(Auszüge aus einem Detektionsdatensatz)
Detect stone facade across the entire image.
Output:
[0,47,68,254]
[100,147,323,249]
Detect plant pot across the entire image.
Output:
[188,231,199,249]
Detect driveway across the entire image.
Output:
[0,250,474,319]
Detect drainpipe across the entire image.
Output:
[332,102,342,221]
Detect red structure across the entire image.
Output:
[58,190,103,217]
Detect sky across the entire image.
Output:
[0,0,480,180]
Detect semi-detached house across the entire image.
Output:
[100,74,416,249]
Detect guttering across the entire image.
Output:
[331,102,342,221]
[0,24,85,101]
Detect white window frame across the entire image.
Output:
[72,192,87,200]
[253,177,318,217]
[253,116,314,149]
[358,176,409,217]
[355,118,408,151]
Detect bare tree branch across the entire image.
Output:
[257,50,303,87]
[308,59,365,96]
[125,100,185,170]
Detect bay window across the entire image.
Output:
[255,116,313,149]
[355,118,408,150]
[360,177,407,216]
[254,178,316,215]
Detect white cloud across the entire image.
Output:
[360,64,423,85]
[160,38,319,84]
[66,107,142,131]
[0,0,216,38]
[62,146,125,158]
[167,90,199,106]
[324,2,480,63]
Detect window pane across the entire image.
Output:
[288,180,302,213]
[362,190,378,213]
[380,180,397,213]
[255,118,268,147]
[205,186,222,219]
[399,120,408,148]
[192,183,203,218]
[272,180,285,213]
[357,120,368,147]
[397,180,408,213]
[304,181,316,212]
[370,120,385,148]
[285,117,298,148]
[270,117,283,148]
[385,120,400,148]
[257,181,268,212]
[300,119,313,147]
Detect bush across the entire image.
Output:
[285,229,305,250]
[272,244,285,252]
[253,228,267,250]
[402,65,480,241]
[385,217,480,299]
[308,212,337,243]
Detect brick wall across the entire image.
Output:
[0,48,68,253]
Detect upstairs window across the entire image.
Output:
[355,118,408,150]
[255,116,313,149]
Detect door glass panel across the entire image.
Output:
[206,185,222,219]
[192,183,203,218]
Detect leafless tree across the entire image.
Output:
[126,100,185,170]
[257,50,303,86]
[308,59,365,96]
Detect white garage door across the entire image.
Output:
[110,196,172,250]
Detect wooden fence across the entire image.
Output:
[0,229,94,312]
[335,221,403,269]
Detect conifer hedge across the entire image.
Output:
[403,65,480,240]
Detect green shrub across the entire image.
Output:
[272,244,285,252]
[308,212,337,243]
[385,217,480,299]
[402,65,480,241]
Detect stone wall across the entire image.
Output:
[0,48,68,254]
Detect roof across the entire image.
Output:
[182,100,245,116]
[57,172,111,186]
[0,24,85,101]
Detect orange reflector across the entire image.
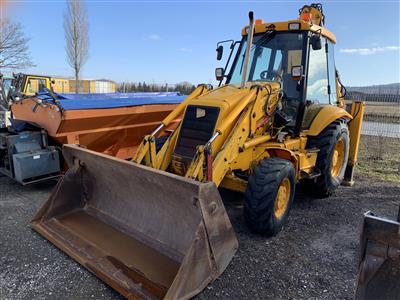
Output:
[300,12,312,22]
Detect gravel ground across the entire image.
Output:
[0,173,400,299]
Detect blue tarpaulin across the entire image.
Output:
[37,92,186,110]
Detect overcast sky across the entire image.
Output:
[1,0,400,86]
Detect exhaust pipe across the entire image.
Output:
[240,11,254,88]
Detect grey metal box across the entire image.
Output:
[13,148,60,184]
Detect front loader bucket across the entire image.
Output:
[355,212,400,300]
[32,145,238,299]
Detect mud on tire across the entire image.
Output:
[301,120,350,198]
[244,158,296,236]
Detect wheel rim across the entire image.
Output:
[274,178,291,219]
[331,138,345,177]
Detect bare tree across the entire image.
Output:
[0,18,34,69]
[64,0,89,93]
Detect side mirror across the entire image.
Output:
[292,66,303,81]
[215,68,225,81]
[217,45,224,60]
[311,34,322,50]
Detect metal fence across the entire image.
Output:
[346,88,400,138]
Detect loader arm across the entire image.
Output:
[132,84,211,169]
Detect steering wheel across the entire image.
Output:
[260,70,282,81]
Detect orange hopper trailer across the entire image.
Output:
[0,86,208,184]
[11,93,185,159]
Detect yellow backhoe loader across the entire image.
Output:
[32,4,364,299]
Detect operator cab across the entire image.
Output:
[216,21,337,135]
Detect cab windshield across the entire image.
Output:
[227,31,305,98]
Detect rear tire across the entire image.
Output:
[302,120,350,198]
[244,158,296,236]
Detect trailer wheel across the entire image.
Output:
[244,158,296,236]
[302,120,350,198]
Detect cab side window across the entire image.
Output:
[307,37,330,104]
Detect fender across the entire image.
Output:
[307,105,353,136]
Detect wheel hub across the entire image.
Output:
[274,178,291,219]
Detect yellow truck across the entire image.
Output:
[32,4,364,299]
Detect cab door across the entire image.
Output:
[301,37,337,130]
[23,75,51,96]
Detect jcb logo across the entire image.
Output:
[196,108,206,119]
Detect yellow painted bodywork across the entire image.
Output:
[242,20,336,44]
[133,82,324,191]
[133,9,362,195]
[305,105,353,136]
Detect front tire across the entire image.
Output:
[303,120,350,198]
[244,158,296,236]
---
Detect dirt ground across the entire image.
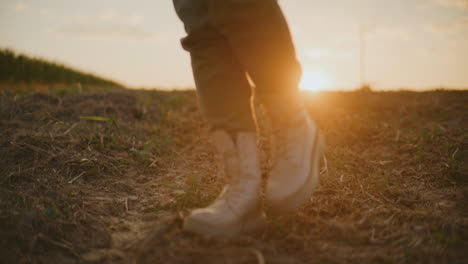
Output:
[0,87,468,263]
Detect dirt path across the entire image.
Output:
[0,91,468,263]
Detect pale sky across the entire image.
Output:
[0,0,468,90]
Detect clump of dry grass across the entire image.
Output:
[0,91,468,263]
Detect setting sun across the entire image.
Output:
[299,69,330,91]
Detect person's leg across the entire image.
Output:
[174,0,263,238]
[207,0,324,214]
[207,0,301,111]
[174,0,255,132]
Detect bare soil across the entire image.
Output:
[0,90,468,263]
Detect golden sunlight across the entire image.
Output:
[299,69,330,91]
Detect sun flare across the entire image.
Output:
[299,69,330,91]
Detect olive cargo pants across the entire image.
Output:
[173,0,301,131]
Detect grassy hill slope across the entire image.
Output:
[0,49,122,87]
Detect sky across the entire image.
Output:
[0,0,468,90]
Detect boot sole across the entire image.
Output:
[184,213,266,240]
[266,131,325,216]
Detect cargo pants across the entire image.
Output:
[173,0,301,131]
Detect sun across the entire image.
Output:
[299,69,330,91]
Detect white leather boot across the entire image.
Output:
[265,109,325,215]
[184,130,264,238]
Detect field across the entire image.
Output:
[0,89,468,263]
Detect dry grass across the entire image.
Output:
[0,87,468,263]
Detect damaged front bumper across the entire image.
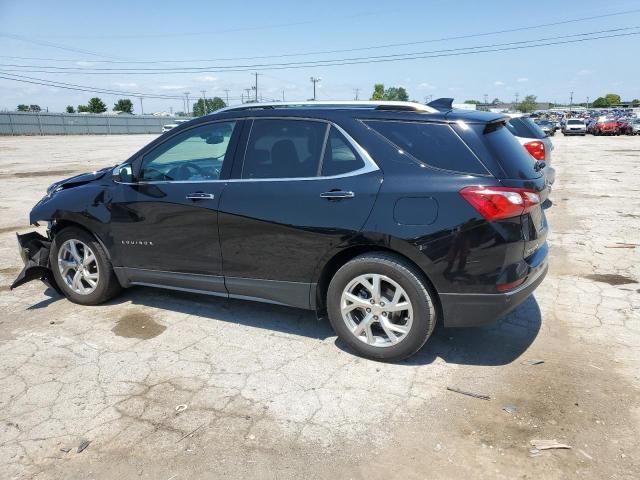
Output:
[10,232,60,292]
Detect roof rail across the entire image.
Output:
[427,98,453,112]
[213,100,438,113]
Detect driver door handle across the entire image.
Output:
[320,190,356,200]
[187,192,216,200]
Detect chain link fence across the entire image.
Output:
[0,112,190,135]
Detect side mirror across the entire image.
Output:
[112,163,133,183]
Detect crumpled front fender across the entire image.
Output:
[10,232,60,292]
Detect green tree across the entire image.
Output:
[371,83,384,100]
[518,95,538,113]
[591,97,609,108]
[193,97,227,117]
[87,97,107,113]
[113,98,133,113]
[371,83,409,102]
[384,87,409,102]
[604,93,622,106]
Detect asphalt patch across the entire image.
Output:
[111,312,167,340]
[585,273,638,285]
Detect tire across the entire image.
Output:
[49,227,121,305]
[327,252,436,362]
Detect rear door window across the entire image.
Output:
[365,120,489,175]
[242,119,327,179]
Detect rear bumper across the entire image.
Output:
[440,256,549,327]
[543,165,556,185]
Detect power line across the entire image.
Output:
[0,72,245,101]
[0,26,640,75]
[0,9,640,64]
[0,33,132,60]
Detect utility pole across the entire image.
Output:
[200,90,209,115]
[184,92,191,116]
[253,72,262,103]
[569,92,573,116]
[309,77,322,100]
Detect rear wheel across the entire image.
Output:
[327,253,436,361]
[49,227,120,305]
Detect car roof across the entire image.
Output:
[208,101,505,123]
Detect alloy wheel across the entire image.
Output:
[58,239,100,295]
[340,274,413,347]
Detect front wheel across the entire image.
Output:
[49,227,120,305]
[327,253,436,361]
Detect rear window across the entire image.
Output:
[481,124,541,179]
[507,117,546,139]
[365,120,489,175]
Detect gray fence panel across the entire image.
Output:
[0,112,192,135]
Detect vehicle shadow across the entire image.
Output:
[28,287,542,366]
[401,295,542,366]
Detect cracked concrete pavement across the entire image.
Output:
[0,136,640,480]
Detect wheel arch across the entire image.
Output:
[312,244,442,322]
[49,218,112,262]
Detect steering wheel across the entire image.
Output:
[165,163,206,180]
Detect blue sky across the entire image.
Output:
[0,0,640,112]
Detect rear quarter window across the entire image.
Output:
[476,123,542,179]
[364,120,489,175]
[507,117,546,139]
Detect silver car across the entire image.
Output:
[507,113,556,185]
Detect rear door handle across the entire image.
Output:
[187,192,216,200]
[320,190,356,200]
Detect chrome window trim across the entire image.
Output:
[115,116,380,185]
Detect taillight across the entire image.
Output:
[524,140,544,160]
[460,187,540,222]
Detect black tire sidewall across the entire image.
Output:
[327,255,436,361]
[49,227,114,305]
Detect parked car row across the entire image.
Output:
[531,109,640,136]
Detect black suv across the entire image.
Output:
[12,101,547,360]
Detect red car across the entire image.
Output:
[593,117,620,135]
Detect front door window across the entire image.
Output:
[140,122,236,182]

→ AUFGABE IM DETAIL: Addiere 88 zu jeder Koordinate der Begrenzungsrahmen und gib dabei alles von der Zeile mit „Detect black suv across the entire image.“ bis hinunter zur Zeile mit „[140,122,236,182]“ vollständig erneut aus, beide Zeilen eingeschlossen.

→ ANTWORT ZUR AUFGABE:
Detect black suv across the entire image.
Output:
[100,189,635,448]
Detect red car across the entire image.
Output:
[681,205,708,223]
Detect front door window across the entire image.
Output:
[228,210,324,270]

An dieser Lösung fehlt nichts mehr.